_Texto de estudo_.

----

Não paro de receber e-mails relacionando o agravamento da pandemia no Rio Grande do Sul àqueles pacientes de Manaus transferidos para cá em fevereiro. A tese tem sido frequente nas redes sociais.
Segundo essas pessoas, a variante mais transmissível do vírus, que surgiu no Amazonas, chegou ao nosso Estado por meio dos doentes que vieram lá de cima. As autoridades daqui, portanto, teriam condenado à morte milhares de gaúchos quando aceitaram acolher os manauaras.
Vamos por partes.
Confesso que também fiquei apreensivo quando anunciaram a chegada dos pacientes de Manaus. Leigo que sou, me perguntei se a operação era mesmo segura, se havia algum risco de a nova cepa se imiscuir entre nós. Mas, em casos assim, que exigem uma avaliação mais técnica, prefiro sempre consultar entendidos no assunto – fiz isso naquela ocasião e também nesta sexta-feira (5), para escrever este texto.
Os infectologistas são unânimes: a hipótese de os amazonenses terem transmitido o vírus para qualquer pessoa no Rio Grande do Sul é praticamente nula. Primeiro, porque o procedimento para trazê-los e interná-los contava com um forte esquema de isolamento. Eles chegaram em aviões da FAB, familiares foram impedidos de acompanhá-los, as equipes que os receberam pareciam astronautas, o transporte nas ambulâncias era sempre individual e, dentro dos hospitais, os pacientes ficaram em alas separadas de todos os outros internados, inclusive dos que tinham covid.
– É muito mais fácil a P1 (variante que surgiu em Manaus) ter chegado aqui por meio de viajantes comuns. Me refiro a pessoas que se deslocaram em voos comerciais, ou em caminhões, ou em qualquer outra forma de transporte. Porque esse pessoal, ao contrário dos pacientes isolados, não se submeteu a qualquer medida de biossegurança – analisa o infectologista Ronaldo Hallal, membro do Comitê Covid-19 da Sociedade Riograndense de Infectologia.
Outro ponto é que todos os manauaras, quando chegaram aqui, já tinham pelo menos 10 dias de evolução da doença. André Luiz Machado, infectologista que atendeu pacientes transferidos para o Hospital Conceição, lembra que a maior necessidade de receber oxigênio ocorre justamente nessa fase – foi para isso, aliás, que os amazonenses vieram.

----

_Exercício_.
Explique por que, segundo o infectologista Ronaldo Hallal no texto sobre os pacientes de Manaus, é muito mais fácil a variante P1 ter chegado ao Rio Grande do Sul por meio de viajantes comuns.

----

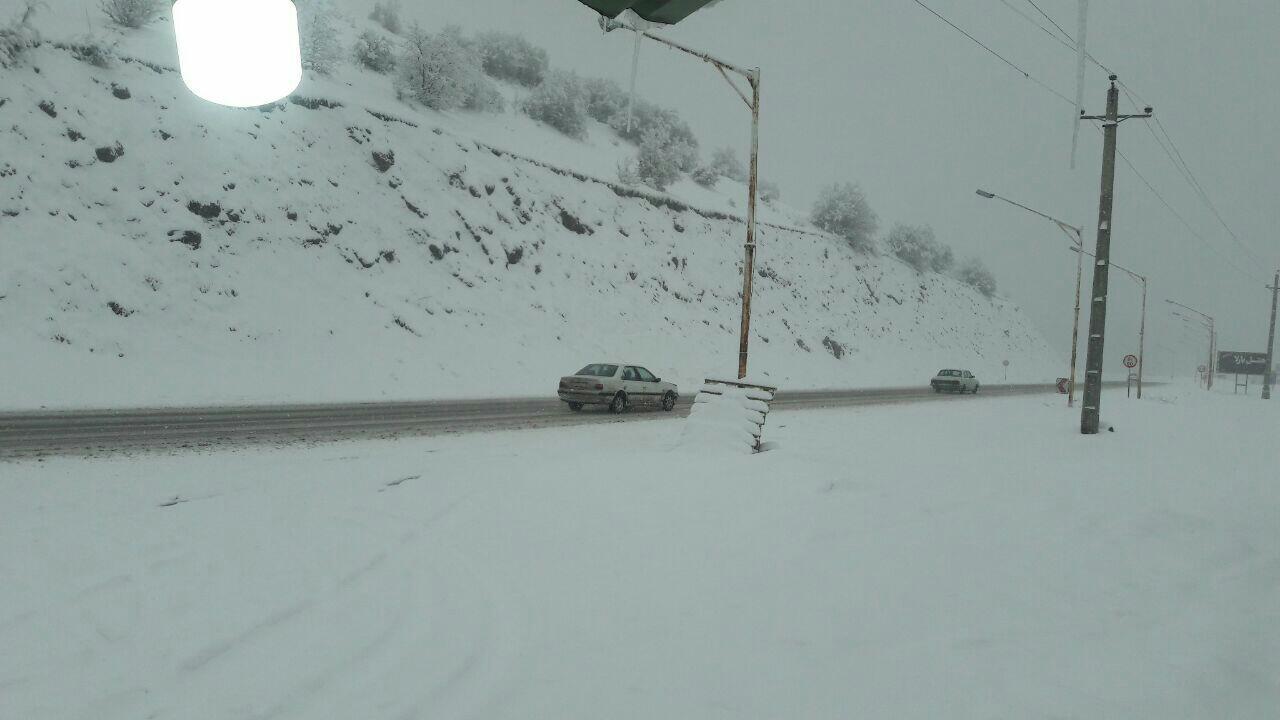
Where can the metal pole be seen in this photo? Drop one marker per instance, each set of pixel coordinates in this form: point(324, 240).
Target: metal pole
point(749, 250)
point(1270, 373)
point(1101, 269)
point(1142, 337)
point(1075, 323)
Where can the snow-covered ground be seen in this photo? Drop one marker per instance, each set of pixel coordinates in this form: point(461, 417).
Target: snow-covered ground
point(969, 559)
point(159, 250)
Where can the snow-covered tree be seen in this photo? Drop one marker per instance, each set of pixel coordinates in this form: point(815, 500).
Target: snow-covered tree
point(914, 245)
point(604, 99)
point(944, 259)
point(18, 36)
point(726, 163)
point(661, 156)
point(387, 14)
point(769, 191)
point(132, 13)
point(375, 51)
point(510, 57)
point(705, 176)
point(442, 72)
point(561, 103)
point(318, 39)
point(648, 115)
point(974, 273)
point(842, 209)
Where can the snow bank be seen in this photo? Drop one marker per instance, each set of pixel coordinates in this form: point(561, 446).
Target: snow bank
point(1013, 569)
point(726, 419)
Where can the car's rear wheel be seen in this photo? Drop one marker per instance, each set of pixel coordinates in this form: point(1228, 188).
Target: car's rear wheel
point(618, 405)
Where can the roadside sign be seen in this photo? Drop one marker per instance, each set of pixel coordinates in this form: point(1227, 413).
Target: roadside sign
point(1242, 363)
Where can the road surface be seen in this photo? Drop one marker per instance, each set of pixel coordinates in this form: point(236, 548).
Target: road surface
point(39, 433)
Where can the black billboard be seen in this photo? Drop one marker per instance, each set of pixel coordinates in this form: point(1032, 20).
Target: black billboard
point(1242, 363)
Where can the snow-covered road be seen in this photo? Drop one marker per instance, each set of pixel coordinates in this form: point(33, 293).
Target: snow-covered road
point(960, 560)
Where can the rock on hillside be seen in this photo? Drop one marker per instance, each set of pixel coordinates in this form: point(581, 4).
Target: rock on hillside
point(161, 250)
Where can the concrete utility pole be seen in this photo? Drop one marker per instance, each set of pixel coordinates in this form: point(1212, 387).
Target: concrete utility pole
point(1270, 376)
point(753, 78)
point(1212, 342)
point(1102, 263)
point(1142, 327)
point(1077, 237)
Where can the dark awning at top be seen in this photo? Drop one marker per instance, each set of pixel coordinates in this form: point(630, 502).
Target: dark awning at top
point(666, 12)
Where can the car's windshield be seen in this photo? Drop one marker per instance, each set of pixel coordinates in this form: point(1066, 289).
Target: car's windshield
point(599, 370)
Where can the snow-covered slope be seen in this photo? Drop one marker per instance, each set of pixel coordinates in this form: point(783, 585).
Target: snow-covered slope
point(155, 249)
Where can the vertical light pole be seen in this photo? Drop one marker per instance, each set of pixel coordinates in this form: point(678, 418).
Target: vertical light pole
point(1212, 341)
point(753, 78)
point(1270, 376)
point(1077, 236)
point(1142, 326)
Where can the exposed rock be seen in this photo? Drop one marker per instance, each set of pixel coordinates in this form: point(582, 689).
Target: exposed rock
point(206, 210)
point(191, 238)
point(110, 153)
point(384, 160)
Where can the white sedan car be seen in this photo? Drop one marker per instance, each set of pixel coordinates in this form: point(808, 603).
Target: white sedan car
point(954, 381)
point(617, 386)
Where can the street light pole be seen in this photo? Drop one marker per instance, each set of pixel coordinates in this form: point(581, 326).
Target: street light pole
point(1212, 342)
point(1271, 342)
point(753, 78)
point(1075, 236)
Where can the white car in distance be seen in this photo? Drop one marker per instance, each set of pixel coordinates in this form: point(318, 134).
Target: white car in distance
point(617, 386)
point(954, 381)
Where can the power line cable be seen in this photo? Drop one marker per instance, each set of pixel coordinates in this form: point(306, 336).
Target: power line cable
point(1066, 35)
point(1002, 59)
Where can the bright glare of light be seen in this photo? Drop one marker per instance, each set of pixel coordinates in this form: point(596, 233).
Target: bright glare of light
point(238, 53)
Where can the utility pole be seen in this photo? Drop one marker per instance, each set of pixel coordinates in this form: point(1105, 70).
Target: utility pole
point(1102, 264)
point(1142, 327)
point(1270, 376)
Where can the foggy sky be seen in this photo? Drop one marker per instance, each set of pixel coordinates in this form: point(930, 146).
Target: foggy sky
point(886, 95)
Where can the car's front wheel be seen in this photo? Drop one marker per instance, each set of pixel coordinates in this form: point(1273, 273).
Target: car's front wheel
point(618, 405)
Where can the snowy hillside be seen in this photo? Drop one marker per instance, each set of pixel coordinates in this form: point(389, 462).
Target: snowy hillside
point(343, 245)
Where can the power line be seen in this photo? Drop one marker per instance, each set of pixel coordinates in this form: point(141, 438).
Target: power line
point(1066, 35)
point(1002, 59)
point(1180, 219)
point(1174, 154)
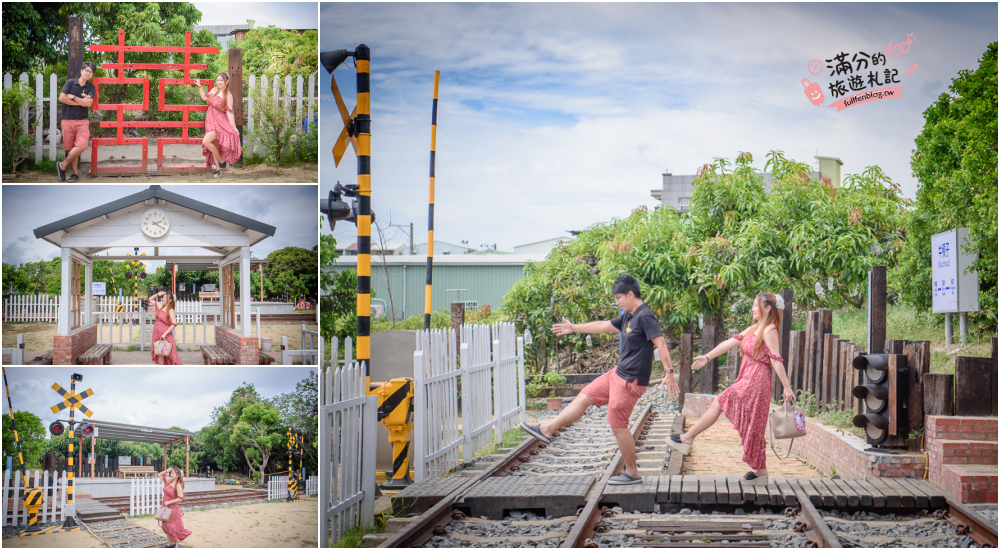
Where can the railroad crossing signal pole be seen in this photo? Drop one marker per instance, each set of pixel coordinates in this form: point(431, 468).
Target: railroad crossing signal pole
point(72, 402)
point(395, 396)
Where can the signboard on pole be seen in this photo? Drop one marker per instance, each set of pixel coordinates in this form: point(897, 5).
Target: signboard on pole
point(954, 291)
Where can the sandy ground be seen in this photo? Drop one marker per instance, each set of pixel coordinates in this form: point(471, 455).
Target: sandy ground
point(38, 336)
point(258, 173)
point(266, 525)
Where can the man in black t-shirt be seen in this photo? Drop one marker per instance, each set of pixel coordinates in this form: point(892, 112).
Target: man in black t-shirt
point(77, 95)
point(621, 387)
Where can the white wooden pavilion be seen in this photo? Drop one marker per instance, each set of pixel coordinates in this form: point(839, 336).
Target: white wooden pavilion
point(226, 236)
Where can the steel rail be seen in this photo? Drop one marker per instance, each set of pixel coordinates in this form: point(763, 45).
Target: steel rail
point(814, 526)
point(420, 530)
point(584, 528)
point(969, 522)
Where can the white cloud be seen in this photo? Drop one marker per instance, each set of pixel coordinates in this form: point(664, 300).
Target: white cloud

----

_Resolução do exercício_.
Esses viajantes, que se deslocaram em voos comerciais, em caminhões ou em qualquer outra forma de transporte, não se submeteram a nenhuma medida de biossegurança. Já os pacientes transferidos de Manaus ficaram isolados.